--- start Data shown ---

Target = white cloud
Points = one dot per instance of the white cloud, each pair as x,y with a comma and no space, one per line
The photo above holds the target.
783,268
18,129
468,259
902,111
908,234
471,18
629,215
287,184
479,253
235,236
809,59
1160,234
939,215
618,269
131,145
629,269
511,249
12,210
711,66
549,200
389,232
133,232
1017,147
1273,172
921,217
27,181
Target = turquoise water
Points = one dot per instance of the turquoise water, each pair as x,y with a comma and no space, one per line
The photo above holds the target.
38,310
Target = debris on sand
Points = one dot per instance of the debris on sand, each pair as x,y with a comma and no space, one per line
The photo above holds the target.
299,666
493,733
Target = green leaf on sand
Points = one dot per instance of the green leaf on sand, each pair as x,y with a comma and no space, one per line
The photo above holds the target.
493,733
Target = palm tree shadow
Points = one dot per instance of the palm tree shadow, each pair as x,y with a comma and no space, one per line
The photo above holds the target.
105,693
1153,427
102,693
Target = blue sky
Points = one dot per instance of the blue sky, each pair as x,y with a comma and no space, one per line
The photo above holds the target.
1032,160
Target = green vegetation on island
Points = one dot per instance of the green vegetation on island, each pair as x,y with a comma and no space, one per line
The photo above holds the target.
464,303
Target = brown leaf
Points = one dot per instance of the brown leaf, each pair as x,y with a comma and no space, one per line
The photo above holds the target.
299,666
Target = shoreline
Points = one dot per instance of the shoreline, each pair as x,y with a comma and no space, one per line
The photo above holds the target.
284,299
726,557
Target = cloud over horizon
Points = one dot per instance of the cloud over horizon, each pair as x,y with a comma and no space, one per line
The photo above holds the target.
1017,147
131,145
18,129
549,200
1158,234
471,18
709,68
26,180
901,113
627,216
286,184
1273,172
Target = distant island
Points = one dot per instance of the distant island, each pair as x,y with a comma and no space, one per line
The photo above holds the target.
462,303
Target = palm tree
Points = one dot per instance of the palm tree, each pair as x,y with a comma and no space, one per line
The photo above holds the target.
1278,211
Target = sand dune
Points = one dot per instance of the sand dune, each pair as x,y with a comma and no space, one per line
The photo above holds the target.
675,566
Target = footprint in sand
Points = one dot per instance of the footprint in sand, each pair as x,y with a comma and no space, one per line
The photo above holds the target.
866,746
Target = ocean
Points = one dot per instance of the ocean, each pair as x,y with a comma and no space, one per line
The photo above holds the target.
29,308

--- end Data shown ---

» **Task requirements**:
From the listing above, reproduce all the lines exactly.

» **Output below**:
Target = white cloud
Points = one dot per instance of the white cloud, each pair as x,y with a comma and no space, one per line
The photo above holds the target.
783,268
18,129
468,259
902,111
908,234
471,18
629,215
287,184
479,253
235,236
809,59
1160,234
939,215
618,269
131,145
629,269
511,249
12,210
711,66
549,200
389,232
133,232
1017,147
1273,172
921,217
27,181
Target = turquoise water
Points = one dot per instance of the turquoise water, each pair as x,y with a comma and no space, one per line
The photo above holds the target.
38,310
Target = debris on sand
Points = one dot per instance of the debris on sand, each pair as x,y with a comma and no space, one per line
The photo above holds the target.
299,666
493,733
Target = green leaf on sand
Points = one dot per instance of the green leaf on sand, each pair as x,y with a comma and no space, one per line
The photo above holds the target.
493,733
Target = palm tree shadow
Points = one dot per instance of the palm tree shadow, each pair as x,y with a comma and no space, one per line
The photo above holds the target.
105,693
1153,427
102,693
Target = blue sky
Points = one dot per instance of the blue sky, each pair as x,y with a comma and no space, one per line
The photo above holds the target.
1032,160
Target = green vegetation on island
Points = one dot per instance of the green vegetation on island, each pair as x,y with a comma and no space, one per line
The photo above holds the target.
464,303
Target = brown leaf
Points = one dot per instance of the brown leaf, each pair as x,y with a comma and no space, one per line
The photo above holds the target.
299,666
Target = shoreline
Points = one dot per instance of the shoreline, each pair as x,y with a comma and no space, one per line
The photo above holds the target.
284,299
726,557
Target = cloud over horizon
Points = one dot per instance of the cloud over horizon, each pair as x,y with a comma and no space, one per line
The photo above holds the target.
1017,147
131,145
18,129
549,200
1158,234
471,18
709,68
26,180
901,113
627,216
286,184
1273,172
Target = distant island
Points = one dot per instance of the distant island, each pair as x,y with a comma and no space, one per line
The photo above holds the target.
462,303
Target = palm tree
Points = one dot per instance of the palm tree, each pair as x,y with a comma and no space, one per line
The photo above holds the target.
1278,211
Target = sand dune
Points = one dot per instance of the sand dune, each pair as x,y with a comma and no space, one per line
The photo above holds the target.
675,566
Target = footprint in sand
Points = one dot per instance of the footprint in sand, each pair as x,y with a comma and no space, one per line
The photo above holds the target.
866,746
Target = ocean
Points = one dot per instance of the ocean, each pair as x,y with a comma and no space, one per line
The photo above holds the target.
29,308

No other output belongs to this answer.